● **SUPPLIED MATERIAL**
· · · ·
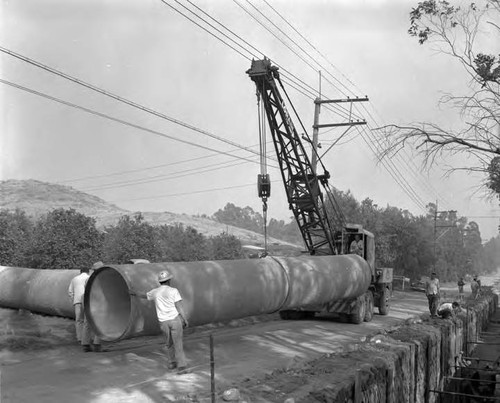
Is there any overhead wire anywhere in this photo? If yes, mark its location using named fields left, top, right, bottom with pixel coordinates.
left=111, top=179, right=281, bottom=203
left=57, top=144, right=270, bottom=184
left=0, top=46, right=266, bottom=163
left=254, top=0, right=446, bottom=213
left=153, top=0, right=430, bottom=213
left=0, top=79, right=278, bottom=172
left=233, top=0, right=425, bottom=209
left=233, top=0, right=360, bottom=119
left=0, top=0, right=450, bottom=208
left=263, top=0, right=449, bottom=211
· · · ·
● **PROBLEM DETAILS**
Could you reproduce the entries above with "overhead wire" replaced by "power line" and everything else unchanged? Omit the pictures.

● **TASK OUTPUT**
Is there any power line anywhere in this photo? If yes, mark its location using named fields left, top, right, bottom with pixel coordinates.
left=111, top=179, right=281, bottom=203
left=57, top=144, right=270, bottom=184
left=0, top=46, right=266, bottom=163
left=254, top=0, right=446, bottom=213
left=153, top=0, right=430, bottom=213
left=0, top=79, right=278, bottom=172
left=233, top=0, right=425, bottom=209
left=233, top=0, right=360, bottom=119
left=0, top=0, right=450, bottom=208
left=263, top=0, right=449, bottom=211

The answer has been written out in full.